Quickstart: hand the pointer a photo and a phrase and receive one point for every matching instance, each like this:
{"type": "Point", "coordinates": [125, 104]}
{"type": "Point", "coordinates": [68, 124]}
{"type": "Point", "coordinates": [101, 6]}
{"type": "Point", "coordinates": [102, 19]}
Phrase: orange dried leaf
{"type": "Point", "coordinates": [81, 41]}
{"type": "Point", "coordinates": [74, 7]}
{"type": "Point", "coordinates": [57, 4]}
◆ ◆ ◆
_EXERCISE DETAILS_
Transcribe each entry precisely, missing none.

_EXERCISE RESPONSE_
Quickstart: hand the pointer a photo and a phrase and receive one point for every matching instance, each like this:
{"type": "Point", "coordinates": [125, 104]}
{"type": "Point", "coordinates": [68, 124]}
{"type": "Point", "coordinates": [101, 6]}
{"type": "Point", "coordinates": [102, 19]}
Phrase: orange dried leaf
{"type": "Point", "coordinates": [81, 41]}
{"type": "Point", "coordinates": [74, 7]}
{"type": "Point", "coordinates": [57, 4]}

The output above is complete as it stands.